• **Goal**: In the entries below, set down the lines from the line with "the wooden post." to the line with "[95,59,118,77]", both included, unchanged, and leave the pictures out.

• **The input**:
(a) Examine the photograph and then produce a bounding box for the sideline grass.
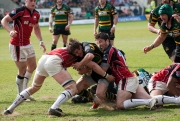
[0,21,176,121]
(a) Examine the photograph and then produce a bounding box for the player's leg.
[4,55,48,115]
[62,28,71,47]
[49,70,78,117]
[62,35,68,47]
[4,74,46,115]
[148,80,180,105]
[117,77,156,109]
[9,44,27,94]
[23,44,36,90]
[51,34,60,50]
[162,37,176,62]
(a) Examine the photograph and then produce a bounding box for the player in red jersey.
[4,39,113,116]
[96,32,157,109]
[148,63,180,105]
[1,0,46,99]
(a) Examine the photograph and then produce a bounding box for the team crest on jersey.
[176,71,180,77]
[98,11,107,16]
[11,9,16,14]
[56,11,65,15]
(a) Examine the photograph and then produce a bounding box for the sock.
[154,95,180,105]
[23,71,32,90]
[51,44,56,50]
[106,92,116,100]
[51,90,72,109]
[16,75,24,94]
[124,99,149,109]
[7,89,30,112]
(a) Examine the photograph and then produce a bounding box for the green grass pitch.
[0,21,180,121]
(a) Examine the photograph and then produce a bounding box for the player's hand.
[9,30,17,37]
[94,31,97,36]
[49,27,53,33]
[65,24,70,31]
[143,46,152,54]
[110,27,115,34]
[172,14,180,22]
[106,75,115,82]
[40,41,46,53]
[72,62,83,71]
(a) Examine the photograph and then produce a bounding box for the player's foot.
[26,95,36,102]
[149,98,158,110]
[90,102,99,110]
[4,109,12,115]
[48,108,65,117]
[71,95,88,103]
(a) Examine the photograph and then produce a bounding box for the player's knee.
[62,79,78,95]
[31,82,42,92]
[116,104,125,110]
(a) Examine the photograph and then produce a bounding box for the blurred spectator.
[86,11,91,19]
[0,9,4,27]
[117,6,126,17]
[150,0,156,10]
[124,0,130,6]
[133,5,139,16]
[127,7,134,16]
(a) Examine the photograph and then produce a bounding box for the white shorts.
[148,79,169,94]
[118,77,139,93]
[36,55,64,77]
[9,43,35,62]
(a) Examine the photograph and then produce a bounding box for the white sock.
[7,89,30,112]
[123,99,149,109]
[23,71,32,90]
[51,90,72,109]
[16,75,24,94]
[154,95,180,105]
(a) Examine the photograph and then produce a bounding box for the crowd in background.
[12,0,141,19]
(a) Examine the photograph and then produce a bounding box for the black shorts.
[162,37,176,58]
[99,29,115,40]
[53,25,71,35]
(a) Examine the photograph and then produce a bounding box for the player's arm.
[49,14,53,33]
[148,23,160,34]
[167,76,180,96]
[86,61,114,82]
[143,33,168,54]
[94,10,99,36]
[34,23,46,52]
[1,15,17,37]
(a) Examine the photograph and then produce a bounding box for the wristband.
[150,44,154,49]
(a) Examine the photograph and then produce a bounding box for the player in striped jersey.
[49,0,73,50]
[94,0,118,45]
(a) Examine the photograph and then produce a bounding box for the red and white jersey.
[101,45,134,84]
[46,48,78,68]
[151,63,180,84]
[9,6,40,46]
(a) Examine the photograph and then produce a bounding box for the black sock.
[51,44,56,50]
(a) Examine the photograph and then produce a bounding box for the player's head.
[158,4,173,23]
[25,0,36,11]
[95,32,110,50]
[67,38,84,57]
[56,0,63,5]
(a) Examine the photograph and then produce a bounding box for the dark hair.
[95,32,109,41]
[67,38,82,55]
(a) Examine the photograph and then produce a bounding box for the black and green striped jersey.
[160,18,180,44]
[149,3,180,26]
[51,4,73,26]
[95,3,117,30]
[82,42,103,64]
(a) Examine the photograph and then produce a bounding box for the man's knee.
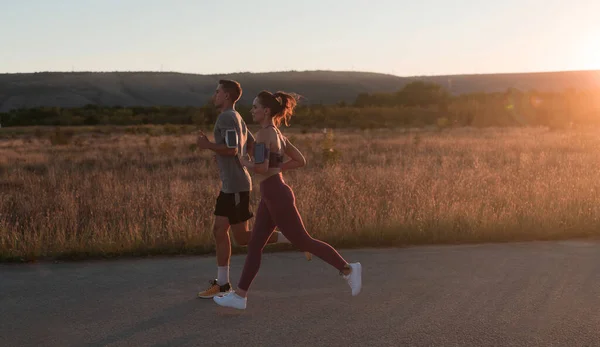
[213,217,229,237]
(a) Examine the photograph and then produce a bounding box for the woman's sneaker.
[343,263,362,296]
[213,292,247,310]
[198,280,231,299]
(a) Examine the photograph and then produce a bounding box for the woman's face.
[250,97,271,123]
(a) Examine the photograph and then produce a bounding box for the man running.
[197,80,289,298]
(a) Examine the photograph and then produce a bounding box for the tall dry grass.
[0,128,600,260]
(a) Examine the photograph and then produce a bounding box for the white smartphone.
[254,142,267,164]
[225,129,238,148]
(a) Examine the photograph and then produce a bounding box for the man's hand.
[196,131,212,149]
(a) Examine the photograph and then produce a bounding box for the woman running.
[213,91,362,310]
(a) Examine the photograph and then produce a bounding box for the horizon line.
[0,69,600,78]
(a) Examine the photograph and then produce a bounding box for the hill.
[0,71,600,112]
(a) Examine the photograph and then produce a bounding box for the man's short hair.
[219,80,242,102]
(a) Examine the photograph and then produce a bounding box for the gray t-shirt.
[214,109,254,193]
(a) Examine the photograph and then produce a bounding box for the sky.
[0,0,600,76]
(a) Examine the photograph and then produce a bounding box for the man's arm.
[196,132,237,157]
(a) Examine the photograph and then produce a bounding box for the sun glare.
[577,29,600,70]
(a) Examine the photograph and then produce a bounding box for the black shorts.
[215,192,254,224]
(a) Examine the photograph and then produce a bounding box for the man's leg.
[213,216,231,286]
[198,192,235,299]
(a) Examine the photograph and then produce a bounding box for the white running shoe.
[213,292,247,310]
[344,263,362,296]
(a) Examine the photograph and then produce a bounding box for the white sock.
[276,231,291,243]
[217,266,229,286]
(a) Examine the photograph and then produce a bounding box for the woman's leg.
[236,200,275,297]
[268,183,350,275]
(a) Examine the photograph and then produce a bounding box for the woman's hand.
[239,155,254,168]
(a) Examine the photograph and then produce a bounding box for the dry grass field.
[0,127,600,261]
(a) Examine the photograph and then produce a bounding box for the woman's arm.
[281,138,306,171]
[240,129,274,174]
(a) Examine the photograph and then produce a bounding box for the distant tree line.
[0,81,600,128]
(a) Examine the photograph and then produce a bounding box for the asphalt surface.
[0,241,600,347]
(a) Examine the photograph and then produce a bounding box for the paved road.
[0,241,600,347]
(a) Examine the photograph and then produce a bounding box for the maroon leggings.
[238,174,346,290]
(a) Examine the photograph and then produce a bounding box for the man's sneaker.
[198,280,231,299]
[213,292,247,310]
[343,263,362,296]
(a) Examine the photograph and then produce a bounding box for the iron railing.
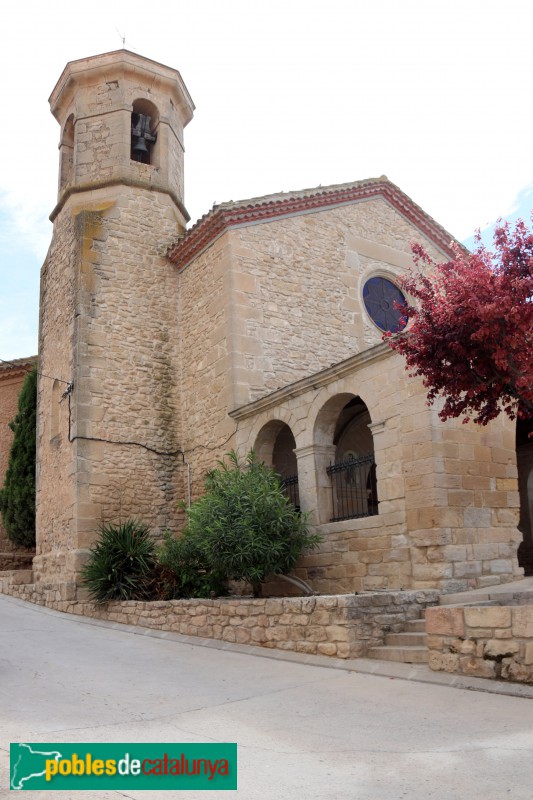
[327,453,378,522]
[280,475,300,511]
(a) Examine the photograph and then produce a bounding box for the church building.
[6,50,533,593]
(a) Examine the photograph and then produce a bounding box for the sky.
[0,0,533,359]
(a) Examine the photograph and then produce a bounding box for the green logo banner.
[10,742,237,791]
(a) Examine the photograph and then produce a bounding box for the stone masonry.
[0,573,439,658]
[0,357,37,570]
[426,608,533,683]
[10,50,522,594]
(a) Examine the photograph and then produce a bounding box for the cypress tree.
[0,367,37,547]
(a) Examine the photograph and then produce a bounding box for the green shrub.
[82,520,156,603]
[0,368,37,547]
[156,532,229,600]
[184,451,320,596]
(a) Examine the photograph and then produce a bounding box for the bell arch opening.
[130,98,159,166]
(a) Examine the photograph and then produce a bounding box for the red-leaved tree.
[385,215,533,425]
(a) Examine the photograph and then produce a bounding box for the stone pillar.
[294,444,335,525]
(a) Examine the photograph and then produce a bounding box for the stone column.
[294,444,335,525]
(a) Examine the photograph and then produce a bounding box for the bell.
[131,136,148,161]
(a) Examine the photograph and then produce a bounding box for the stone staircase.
[366,619,429,664]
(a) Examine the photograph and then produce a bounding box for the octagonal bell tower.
[34,50,194,594]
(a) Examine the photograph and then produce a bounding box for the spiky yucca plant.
[82,520,156,604]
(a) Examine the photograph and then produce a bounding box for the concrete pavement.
[0,596,533,800]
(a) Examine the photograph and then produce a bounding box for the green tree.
[0,367,37,547]
[184,450,320,596]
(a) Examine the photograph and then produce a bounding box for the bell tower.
[34,50,194,594]
[49,50,194,222]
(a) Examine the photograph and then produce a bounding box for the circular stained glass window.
[363,277,407,333]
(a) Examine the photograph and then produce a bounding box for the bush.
[0,368,37,547]
[82,520,156,603]
[184,450,320,596]
[155,532,229,600]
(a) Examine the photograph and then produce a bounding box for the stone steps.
[367,619,428,664]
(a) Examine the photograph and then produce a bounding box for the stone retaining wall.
[426,595,533,683]
[0,571,439,658]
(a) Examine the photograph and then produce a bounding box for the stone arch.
[254,419,298,477]
[254,419,300,508]
[59,114,74,191]
[314,392,378,522]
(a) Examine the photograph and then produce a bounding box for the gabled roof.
[167,175,460,269]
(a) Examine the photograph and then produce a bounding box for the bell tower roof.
[48,50,195,126]
[49,50,194,224]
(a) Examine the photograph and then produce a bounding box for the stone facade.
[0,50,522,594]
[426,604,533,683]
[0,357,37,570]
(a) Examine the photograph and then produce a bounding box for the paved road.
[0,596,533,800]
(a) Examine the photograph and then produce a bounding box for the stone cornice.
[49,175,190,222]
[168,176,460,269]
[229,344,394,421]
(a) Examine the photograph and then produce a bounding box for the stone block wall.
[426,604,533,683]
[232,345,522,593]
[229,199,444,405]
[0,357,37,570]
[0,573,439,658]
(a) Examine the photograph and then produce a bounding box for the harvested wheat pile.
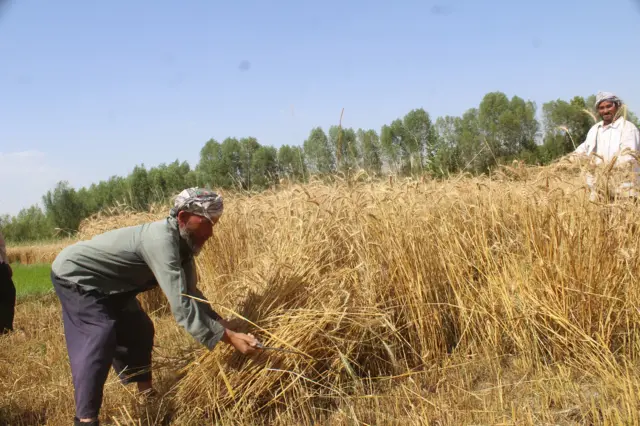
[6,164,640,425]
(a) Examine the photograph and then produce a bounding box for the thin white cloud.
[0,150,66,215]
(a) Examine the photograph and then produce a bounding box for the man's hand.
[222,328,258,355]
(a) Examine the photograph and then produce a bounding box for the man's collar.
[598,117,624,129]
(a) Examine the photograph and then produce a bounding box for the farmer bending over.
[51,188,257,425]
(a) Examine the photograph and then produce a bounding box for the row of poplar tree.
[0,92,638,242]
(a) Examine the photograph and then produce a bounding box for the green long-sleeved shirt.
[51,217,224,349]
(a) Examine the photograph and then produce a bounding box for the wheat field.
[0,161,640,426]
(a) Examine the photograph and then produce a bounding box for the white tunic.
[575,117,640,196]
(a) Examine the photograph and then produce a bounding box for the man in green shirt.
[51,188,258,426]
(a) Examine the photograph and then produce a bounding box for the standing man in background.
[51,188,258,426]
[569,92,640,200]
[0,230,16,334]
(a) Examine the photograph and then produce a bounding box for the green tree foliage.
[6,92,640,241]
[0,205,54,243]
[304,127,336,175]
[278,145,307,182]
[356,129,382,175]
[42,181,87,233]
[329,126,360,175]
[251,146,279,189]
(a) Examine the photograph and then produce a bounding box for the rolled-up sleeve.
[140,236,224,349]
[620,121,640,163]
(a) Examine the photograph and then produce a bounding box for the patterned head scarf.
[169,188,224,222]
[596,92,621,108]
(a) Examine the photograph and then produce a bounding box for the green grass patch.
[11,263,53,299]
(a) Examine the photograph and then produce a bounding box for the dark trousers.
[0,263,16,334]
[51,273,154,418]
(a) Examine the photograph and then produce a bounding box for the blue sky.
[0,0,640,214]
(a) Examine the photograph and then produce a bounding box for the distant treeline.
[0,92,638,242]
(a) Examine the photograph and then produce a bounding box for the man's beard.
[180,227,202,256]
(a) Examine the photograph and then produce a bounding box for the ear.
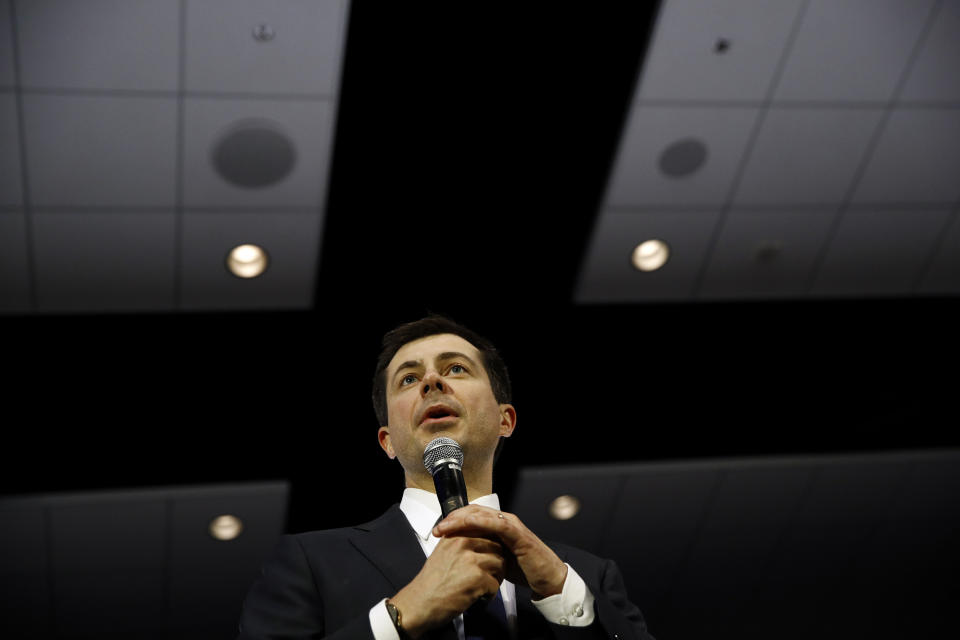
[377,427,397,460]
[500,404,517,438]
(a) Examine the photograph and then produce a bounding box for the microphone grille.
[423,438,463,473]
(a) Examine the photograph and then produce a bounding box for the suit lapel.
[514,584,549,640]
[350,504,458,640]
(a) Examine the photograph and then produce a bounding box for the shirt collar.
[400,487,500,542]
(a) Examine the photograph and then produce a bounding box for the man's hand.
[389,536,506,638]
[433,504,567,599]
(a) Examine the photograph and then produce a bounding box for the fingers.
[433,505,524,546]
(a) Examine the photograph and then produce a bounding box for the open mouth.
[420,406,459,424]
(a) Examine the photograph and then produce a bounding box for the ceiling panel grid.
[576,0,960,302]
[0,0,348,312]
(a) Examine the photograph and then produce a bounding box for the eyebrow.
[393,351,477,378]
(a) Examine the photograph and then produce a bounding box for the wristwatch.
[386,600,410,639]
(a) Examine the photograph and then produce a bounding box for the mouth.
[420,404,460,424]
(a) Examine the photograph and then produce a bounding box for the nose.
[420,371,447,396]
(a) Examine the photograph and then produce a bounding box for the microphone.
[423,438,468,519]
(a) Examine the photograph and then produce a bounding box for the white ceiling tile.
[918,212,960,294]
[812,209,949,296]
[0,93,23,206]
[23,95,177,207]
[638,0,801,100]
[576,211,718,303]
[0,211,31,312]
[733,108,882,205]
[32,211,175,312]
[699,210,836,298]
[900,0,960,102]
[183,98,333,208]
[853,108,960,205]
[607,107,759,206]
[17,0,180,91]
[774,0,933,102]
[186,0,347,96]
[0,0,14,87]
[180,211,321,310]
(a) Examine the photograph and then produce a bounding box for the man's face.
[379,333,516,474]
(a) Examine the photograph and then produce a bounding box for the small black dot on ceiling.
[660,138,707,178]
[211,120,296,189]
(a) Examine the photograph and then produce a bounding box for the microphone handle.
[433,462,468,518]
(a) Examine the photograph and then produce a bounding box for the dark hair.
[373,314,512,424]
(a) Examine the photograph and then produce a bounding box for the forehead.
[387,333,481,373]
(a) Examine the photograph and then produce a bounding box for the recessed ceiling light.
[227,244,268,278]
[631,239,670,271]
[550,496,580,520]
[210,515,243,540]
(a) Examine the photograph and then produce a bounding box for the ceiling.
[0,0,960,314]
[0,0,960,636]
[577,0,960,302]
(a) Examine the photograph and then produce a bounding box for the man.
[240,316,650,640]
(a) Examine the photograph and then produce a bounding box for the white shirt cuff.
[369,598,400,640]
[528,564,593,628]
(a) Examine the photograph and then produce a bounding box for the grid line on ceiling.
[612,201,958,214]
[913,199,960,291]
[597,473,629,553]
[160,497,174,632]
[659,469,730,616]
[635,98,960,111]
[41,504,57,637]
[173,0,187,310]
[804,0,946,295]
[10,87,333,102]
[690,0,810,297]
[732,460,828,618]
[21,204,322,215]
[10,2,37,311]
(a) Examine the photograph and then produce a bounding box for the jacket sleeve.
[550,548,654,640]
[237,535,373,640]
[591,560,653,640]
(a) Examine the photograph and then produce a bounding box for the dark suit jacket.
[239,505,651,640]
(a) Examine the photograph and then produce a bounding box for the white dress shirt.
[370,487,593,640]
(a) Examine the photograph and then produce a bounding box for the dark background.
[2,3,958,531]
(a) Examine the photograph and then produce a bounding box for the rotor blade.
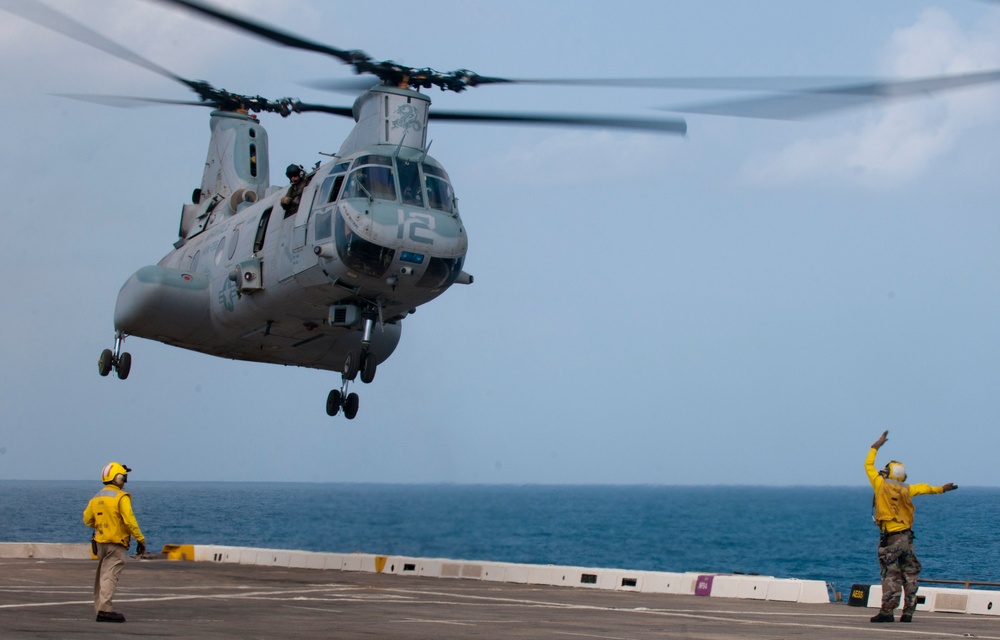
[0,0,191,87]
[663,70,1000,120]
[299,76,379,95]
[429,111,687,135]
[290,102,354,118]
[150,0,370,64]
[55,93,215,109]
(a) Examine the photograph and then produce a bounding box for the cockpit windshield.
[338,155,457,215]
[343,156,396,201]
[424,164,455,213]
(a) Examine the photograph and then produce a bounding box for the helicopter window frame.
[343,161,399,202]
[396,158,425,208]
[253,207,274,255]
[422,162,458,215]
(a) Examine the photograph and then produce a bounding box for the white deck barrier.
[0,542,1000,616]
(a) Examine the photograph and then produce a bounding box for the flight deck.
[0,554,1000,640]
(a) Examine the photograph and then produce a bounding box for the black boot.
[97,611,125,622]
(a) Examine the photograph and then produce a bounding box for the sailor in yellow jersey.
[865,431,958,622]
[83,462,146,622]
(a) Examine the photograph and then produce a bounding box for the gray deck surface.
[0,559,1000,640]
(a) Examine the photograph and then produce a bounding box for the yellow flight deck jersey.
[865,447,944,533]
[83,484,146,549]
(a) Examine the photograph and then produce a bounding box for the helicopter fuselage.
[115,87,472,370]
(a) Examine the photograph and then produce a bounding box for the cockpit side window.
[397,160,424,207]
[424,164,455,213]
[319,173,345,206]
[343,156,397,200]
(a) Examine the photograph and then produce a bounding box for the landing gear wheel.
[361,351,378,384]
[344,393,360,420]
[97,349,115,378]
[343,351,361,380]
[115,351,132,380]
[326,389,341,416]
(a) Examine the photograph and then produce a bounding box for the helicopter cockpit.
[313,154,463,289]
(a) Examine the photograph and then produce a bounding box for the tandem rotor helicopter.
[0,0,1000,419]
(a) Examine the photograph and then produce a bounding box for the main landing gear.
[97,331,132,380]
[326,316,378,420]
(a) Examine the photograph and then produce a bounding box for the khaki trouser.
[878,531,923,615]
[94,543,128,613]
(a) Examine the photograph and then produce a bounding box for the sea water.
[0,480,1000,592]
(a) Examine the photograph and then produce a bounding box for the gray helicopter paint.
[115,87,462,370]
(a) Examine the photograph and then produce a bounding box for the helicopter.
[3,0,996,419]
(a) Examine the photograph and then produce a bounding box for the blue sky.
[0,0,1000,486]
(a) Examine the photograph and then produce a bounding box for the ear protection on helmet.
[883,460,906,482]
[101,462,131,484]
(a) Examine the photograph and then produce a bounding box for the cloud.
[739,9,1000,188]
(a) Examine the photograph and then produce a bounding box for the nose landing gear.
[326,314,378,420]
[97,331,132,380]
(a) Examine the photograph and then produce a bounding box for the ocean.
[0,480,1000,598]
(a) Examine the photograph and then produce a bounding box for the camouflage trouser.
[878,531,922,615]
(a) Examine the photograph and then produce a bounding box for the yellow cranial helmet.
[101,462,131,484]
[885,460,906,482]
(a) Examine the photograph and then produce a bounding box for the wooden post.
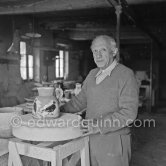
[115,5,122,61]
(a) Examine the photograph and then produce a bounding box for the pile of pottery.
[0,107,23,138]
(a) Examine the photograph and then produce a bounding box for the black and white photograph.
[0,0,166,166]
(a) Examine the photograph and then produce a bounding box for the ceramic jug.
[32,87,59,119]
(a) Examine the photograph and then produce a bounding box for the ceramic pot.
[0,107,23,138]
[32,87,59,119]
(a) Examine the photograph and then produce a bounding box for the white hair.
[91,35,117,51]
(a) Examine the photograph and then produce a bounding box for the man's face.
[91,38,113,69]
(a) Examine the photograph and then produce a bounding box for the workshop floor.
[131,108,166,166]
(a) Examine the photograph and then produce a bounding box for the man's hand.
[81,119,100,135]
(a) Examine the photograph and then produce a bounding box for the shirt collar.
[95,59,118,77]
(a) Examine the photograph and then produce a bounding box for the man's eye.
[101,48,107,52]
[93,50,98,54]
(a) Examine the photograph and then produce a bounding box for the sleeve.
[99,72,139,134]
[60,76,88,113]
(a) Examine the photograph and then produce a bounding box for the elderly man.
[63,35,138,166]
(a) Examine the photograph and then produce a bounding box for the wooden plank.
[9,141,23,166]
[10,139,53,161]
[81,137,90,166]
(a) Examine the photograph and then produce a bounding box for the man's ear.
[113,48,118,56]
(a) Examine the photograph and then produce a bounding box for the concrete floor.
[0,109,166,166]
[131,109,166,166]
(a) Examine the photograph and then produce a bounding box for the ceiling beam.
[107,0,163,47]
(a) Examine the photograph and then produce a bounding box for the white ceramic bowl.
[0,107,23,138]
[37,87,54,96]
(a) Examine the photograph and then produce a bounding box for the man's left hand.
[81,119,100,135]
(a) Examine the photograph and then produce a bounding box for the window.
[20,41,33,80]
[55,50,69,79]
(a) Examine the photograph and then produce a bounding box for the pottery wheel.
[12,113,82,141]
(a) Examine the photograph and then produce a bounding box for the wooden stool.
[8,136,90,166]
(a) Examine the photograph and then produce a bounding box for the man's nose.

• **Task answer**:
(a) Examine the photograph and then produce a bounding box for the wooden post.
[115,5,122,61]
(a) Examine the photograph and then produce a bounding box for the pile of pottery.
[0,107,23,138]
(a) Examine the photograph and then produce a bounding box for the black and white photograph.
[0,0,166,166]
(a) Examine the photograph and then produce a bounding box for the ceramic jug.
[32,87,59,119]
(a) Examine the photograph and then produce a bounding box for the ceramic pot.
[0,107,23,138]
[32,87,59,119]
(a) Examine the photograph and then produce a bounding box for the white hair.
[91,35,117,51]
(a) Examine the photograph and then produce a bounding box for the man's face.
[91,38,113,69]
(a) Examine the photograph and then produce a bounding box for the workshop floor.
[131,108,166,166]
(a) Examine the photograph and then produce a bounding box for the man's hand.
[81,119,100,135]
(a) Examine the photograph and then produce a bounding box for the shirt collar.
[95,59,118,77]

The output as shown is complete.